-- START OF Text segment --

TEST_F(RobotTest, calcFwdKinInputValidation)
{
  //test for calcFwdKin(joints, pose)
  Eigen::Affine3d pose;

  EXPECT_FALSE(BasicKin().calcFwdKin(VectorXd(), pose));            // un-init BasicKin & Jnts
  EXPECT_FALSE(BasicKin().calcFwdKin(VectorXd::Zero(6), pose));     // un-init BasicKin
  EXPECT_FALSE(kin.calcFwdKin(VectorXd(), pose));                   // empty joints
  EXPECT_FALSE(kin.calcFwdKin(VectorXd::Zero(99), pose));           // too many joints
  EXPECT_FALSE(kin.calcFwdKin(VectorXd::Constant(6, 1e10), pose));  // joints out-of-range

  EXPECT_TRUE(kin.calcFwdKin(VectorXd::Zero(6), pose));             // valid input
}

TEST_F(RobotTest, calcFwdKinKnownPoses)
{
  VectorXd joints = VectorXd::Zero(6);
  Eigen::Affine3d expected, result;
  double base_to_tip;
  double base_to_tip_expected;
  // all joints 0
  EXPECT_TRUE(kin.calcFwdKin(joints, result));
  double x = result.translation().x();
  double y = result.translation().y();
  double z = result.translation().z();
  base_to_tip_expected  = x*x + y*y + z*z;

  // 1st joint 90 deg,all others 0
  joints(0) = M_PI_2;
  EXPECT_TRUE(kin.calcFwdKin(joints, result));
  x = result.translation().x();
  y = result.translation().y();
  z = result.translation().z();
  base_to_tip = x*x + y*y + z*z;
  EXPECT_NEAR(base_to_tip, base_to_tip_expected, 1e-3);

  // last joint -90, all others 0
  joints(0) = 0.0;
  joints(5) = -M_PI_2;
  EXPECT_TRUE(kin.calcFwdKin(joints, result));
  x = result.translation().x();
  y = result.translation().y();
  z = result.translation().z();
  base_to_tip = x*x + y*y + z*z;
  EXPECT_NEAR(base_to_tip, base_to_tip_expected, 1e-3);

}

TEST_F(RobotTest, calcJacobianInputValidation)

-- END OF Text segment --
-- START OF Recorded information --

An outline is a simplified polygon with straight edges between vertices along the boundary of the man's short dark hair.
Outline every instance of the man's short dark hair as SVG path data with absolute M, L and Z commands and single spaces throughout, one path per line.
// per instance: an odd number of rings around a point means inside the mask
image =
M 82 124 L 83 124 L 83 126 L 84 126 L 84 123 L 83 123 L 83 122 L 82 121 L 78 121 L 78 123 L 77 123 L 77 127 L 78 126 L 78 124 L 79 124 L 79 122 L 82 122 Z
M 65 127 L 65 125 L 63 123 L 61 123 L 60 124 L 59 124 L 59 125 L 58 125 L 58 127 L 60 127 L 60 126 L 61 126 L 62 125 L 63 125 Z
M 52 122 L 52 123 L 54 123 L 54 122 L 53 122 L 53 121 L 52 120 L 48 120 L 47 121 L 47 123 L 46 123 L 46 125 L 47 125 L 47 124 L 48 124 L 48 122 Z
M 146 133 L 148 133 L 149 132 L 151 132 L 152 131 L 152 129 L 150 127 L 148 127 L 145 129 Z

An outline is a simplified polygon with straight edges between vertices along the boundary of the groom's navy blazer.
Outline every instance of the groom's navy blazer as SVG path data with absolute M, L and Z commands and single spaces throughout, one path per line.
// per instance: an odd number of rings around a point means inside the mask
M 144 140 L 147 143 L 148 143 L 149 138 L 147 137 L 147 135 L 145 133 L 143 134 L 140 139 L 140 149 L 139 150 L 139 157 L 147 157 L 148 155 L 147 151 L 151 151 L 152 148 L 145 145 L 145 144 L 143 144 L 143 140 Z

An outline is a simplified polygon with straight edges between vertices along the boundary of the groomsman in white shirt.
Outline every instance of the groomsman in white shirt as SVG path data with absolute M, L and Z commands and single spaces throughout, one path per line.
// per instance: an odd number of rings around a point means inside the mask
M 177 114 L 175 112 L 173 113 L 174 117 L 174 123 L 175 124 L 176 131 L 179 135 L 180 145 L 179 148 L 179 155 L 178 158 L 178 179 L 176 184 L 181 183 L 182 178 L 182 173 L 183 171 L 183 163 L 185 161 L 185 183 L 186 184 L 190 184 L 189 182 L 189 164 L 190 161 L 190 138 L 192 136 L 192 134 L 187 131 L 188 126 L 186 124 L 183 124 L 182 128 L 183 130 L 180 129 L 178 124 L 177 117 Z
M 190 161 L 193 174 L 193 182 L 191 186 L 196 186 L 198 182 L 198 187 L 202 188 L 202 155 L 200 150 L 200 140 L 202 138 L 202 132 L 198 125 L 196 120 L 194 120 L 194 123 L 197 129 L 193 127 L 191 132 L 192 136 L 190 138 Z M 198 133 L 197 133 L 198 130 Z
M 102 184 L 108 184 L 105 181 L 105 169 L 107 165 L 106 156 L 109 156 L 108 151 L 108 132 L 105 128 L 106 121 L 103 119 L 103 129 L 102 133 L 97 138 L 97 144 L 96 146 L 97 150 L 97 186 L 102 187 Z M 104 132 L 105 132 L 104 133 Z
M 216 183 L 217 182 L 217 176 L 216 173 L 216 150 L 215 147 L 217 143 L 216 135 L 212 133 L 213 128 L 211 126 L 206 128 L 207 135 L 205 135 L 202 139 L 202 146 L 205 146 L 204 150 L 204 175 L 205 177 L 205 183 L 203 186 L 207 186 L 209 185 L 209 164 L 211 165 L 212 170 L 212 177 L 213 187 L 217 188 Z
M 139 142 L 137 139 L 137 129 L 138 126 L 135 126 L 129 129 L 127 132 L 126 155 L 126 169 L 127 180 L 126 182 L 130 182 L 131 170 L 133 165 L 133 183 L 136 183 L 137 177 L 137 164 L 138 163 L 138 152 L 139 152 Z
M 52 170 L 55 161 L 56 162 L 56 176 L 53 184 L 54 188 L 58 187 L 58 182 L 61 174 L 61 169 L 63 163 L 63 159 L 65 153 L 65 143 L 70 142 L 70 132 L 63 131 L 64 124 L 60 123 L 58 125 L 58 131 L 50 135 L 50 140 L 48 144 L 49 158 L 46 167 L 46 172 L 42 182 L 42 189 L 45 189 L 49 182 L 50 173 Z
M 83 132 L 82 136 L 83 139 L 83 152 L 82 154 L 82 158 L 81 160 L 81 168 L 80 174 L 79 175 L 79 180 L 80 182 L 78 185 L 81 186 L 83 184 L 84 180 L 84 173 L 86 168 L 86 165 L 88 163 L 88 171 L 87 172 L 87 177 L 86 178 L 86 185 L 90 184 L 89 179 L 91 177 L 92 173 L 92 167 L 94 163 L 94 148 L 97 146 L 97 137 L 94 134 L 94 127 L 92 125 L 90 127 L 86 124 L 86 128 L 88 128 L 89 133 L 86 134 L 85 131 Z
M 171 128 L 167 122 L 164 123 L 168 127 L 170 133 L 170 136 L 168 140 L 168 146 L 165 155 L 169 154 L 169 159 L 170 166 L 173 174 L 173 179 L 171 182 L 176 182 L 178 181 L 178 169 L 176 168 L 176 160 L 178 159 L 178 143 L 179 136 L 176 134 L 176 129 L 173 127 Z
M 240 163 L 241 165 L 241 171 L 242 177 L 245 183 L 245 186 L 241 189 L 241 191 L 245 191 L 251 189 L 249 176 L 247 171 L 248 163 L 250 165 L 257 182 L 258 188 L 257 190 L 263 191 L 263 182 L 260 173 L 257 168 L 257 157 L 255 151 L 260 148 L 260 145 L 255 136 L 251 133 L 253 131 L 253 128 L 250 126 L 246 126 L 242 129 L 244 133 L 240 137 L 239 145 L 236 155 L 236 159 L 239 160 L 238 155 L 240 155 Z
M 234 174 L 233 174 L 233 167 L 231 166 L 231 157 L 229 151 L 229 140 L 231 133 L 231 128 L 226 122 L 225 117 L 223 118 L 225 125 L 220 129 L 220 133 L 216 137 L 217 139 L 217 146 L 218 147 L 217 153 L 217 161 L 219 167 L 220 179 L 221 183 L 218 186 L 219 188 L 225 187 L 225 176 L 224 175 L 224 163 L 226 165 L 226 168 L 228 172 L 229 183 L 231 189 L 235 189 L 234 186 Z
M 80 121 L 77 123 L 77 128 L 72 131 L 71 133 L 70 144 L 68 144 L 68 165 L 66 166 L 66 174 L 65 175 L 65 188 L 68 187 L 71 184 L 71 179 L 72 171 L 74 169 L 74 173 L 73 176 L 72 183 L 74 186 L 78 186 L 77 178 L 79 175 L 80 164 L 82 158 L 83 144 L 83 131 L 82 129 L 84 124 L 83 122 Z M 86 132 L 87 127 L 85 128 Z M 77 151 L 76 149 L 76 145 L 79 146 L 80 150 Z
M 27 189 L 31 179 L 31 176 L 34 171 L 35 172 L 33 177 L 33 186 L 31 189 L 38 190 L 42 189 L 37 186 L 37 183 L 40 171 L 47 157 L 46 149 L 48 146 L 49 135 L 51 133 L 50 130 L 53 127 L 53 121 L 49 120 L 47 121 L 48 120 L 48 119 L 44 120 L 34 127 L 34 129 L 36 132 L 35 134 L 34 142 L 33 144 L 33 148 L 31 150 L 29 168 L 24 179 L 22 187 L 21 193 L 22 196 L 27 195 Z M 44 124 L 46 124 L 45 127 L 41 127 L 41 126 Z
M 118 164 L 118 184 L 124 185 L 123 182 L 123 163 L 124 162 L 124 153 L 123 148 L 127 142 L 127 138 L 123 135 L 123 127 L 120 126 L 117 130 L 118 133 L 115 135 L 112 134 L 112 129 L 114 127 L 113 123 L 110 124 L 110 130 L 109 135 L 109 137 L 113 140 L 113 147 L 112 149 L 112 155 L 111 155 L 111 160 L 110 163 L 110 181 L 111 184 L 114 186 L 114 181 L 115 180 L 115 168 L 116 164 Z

-- END OF Recorded information --

Jobs:
[A] Answer these questions about the test code, one per line:
(i) How many zeros does the joint vector hold in the check commented "too many joints"?
(ii) What tolerance do the EXPECT_NEAR comparisons use?
(iii) Which element of joints is set to -M_PI_2 for the "last joint -90" pose?
[B] Reproduce the test code word for word between "Eigen::Affine3d pose;" and "TEST_F(RobotTest, calcFwdKinKnownPoses)", inclusive.
[C] Rewrite the paragraph of the test code that begins "// 1st joint 90 deg" as a short list, keeping its main facts.
The rows are separate material and are not part of the test code.

Task solutions:
[A]
(i) 99
(ii) 1e-3
(iii) joints(5)

[B]
Eigen::Affine3d pose;

  EXPECT_FALSE(BasicKin().calcFwdKin(VectorXd(), pose));            // un-init BasicKin & Jnts
  EXPECT_FALSE(BasicKin().calcFwdKin(VectorXd::Zero(6), pose));     // un-init BasicKin
  EXPECT_FALSE(kin.calcFwdKin(VectorXd(), pose));                   // empty joints
  EXPECT_FALSE(kin.calcFwdKin(VectorXd::Zero(99), pose));           // too many joints
  EXPECT_FALSE(kin.calcFwdKin(VectorXd::Constant(6, 1e10), pose));  // joints out-of-range

  EXPECT_TRUE(kin.calcFwdKin(VectorXd::Zero(6), pose));             // valid input
}

TEST_F(RobotTest, calcFwdKinKnownPoses)

[C]
- Sets the first joint, joints(0), to M_PI_2 (90 degrees) and leaves all the others at 0.
- Expects kin.calcFwdKin(joints, result) to return true.
- Takes x, y and z from result.translation() and computes base_to_tip as x*x + y*y + z*z.
- Expects base_to_tip to be within 1e-3 of base_to_tip_expected.